◆ EXERCISE DESCRIPTION:
Please carry on the Ebola virus FAQ below, picking up right after its final line.
──────── EXCERPTED PASSAGE
FAQ: The Deadly Ebola Virus
Q. Why do some people survive the virus?
A. That’s hard to say. Adalja thinks several things might play a role, such as a person's age and genetic makeup, and whether they have other medical conditions. Those aren't proven factors, though.
Q. How can the outbreak be stopped?
A. Simple steps to control infection, such as gowns, gloves, and eye protection, will bring an end to it, Adalja says. “Once basic hygiene is implemented,” he says, “I believe this Ebola outbreak will extinguish itself, as they all have in the past.” Public health officials will have to wait a total of 6 weeks after the last case is reported before declaring the outbreak over, Adalja says.
Q. Could an Ebola outbreak happen in the United States?
────────────────
──────── EXCERPTED RECORDS
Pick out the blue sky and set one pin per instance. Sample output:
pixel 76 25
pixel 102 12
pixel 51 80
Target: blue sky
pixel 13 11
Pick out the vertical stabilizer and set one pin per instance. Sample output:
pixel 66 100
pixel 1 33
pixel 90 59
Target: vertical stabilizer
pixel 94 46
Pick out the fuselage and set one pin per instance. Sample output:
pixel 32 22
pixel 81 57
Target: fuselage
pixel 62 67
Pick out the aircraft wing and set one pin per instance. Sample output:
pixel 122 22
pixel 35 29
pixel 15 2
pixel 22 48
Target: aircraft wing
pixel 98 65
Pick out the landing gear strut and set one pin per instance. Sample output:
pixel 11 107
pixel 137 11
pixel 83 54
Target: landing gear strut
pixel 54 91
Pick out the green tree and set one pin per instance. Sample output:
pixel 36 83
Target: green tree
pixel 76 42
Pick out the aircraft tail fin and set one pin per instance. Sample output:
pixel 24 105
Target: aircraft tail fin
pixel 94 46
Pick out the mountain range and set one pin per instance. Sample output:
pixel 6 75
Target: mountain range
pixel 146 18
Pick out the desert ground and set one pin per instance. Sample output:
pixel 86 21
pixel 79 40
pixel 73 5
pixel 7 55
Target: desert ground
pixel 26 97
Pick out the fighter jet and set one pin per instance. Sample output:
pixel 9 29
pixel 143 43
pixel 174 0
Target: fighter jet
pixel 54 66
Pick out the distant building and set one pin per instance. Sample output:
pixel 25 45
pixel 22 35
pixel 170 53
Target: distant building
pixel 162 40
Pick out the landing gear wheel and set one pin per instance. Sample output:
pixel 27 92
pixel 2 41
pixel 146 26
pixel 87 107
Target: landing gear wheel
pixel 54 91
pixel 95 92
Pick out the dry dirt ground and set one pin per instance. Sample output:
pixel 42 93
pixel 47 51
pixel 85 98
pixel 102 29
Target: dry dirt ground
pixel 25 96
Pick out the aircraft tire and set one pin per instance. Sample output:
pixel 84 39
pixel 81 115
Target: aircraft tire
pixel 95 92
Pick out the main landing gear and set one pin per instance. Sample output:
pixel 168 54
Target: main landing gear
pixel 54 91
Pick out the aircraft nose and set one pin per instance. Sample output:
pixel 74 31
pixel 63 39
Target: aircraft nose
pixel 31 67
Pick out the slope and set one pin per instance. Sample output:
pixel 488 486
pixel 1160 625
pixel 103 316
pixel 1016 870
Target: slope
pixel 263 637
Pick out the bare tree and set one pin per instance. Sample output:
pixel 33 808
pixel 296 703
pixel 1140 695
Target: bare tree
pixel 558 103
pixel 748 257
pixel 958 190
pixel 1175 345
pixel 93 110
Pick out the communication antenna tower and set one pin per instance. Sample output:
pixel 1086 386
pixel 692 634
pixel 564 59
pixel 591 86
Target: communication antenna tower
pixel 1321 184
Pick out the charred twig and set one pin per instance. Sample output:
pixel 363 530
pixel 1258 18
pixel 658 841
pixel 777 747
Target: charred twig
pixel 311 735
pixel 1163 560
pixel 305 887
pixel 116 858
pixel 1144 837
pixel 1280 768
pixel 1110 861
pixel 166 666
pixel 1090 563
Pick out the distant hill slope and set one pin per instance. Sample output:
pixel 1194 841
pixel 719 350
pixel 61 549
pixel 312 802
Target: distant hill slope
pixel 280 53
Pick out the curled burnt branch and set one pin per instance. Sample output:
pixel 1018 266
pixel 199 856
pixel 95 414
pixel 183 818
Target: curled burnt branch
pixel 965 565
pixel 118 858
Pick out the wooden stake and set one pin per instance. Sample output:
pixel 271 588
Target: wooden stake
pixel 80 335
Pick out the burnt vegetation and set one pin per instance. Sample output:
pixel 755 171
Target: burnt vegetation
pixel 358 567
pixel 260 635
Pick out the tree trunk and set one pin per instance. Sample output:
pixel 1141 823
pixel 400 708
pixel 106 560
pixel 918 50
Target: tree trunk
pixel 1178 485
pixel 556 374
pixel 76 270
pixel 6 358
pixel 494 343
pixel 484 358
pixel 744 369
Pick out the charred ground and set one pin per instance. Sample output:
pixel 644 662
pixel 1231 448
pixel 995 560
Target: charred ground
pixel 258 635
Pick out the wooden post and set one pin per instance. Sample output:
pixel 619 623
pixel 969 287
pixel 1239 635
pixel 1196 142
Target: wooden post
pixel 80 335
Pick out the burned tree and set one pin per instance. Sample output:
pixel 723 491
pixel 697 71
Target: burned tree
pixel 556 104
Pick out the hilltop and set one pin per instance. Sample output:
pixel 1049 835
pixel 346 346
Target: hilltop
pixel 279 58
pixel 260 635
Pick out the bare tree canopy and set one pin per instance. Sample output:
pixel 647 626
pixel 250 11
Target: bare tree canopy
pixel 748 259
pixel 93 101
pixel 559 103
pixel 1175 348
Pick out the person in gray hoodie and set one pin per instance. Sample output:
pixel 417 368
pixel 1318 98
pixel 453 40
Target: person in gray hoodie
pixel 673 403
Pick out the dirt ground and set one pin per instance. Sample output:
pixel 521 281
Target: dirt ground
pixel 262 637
────────────────
◆ WRITTEN REPLY:
Since the virus was first identified, all of the outbreaks in people have happened in Africa. It's possible that an infected person who appeared to be healthy could board a plane in Africa and fly to the U.S., Adalja says. But “it’s not something that we’ve ever seen before.” The outbreaks generally have happened in poor, isolated communities, so those infected didn’t have the resources to travel far.
One of the five Ebola virus strains caused an outbreak in laboratory monkeys in Reston, VA, outside Washington, DC. People who were exposed to that strain of Ebola virus did not get sick. But they developed antibodies to it. There have been no reports of Ebola illnesses or death in people in the U.S., Adalja says.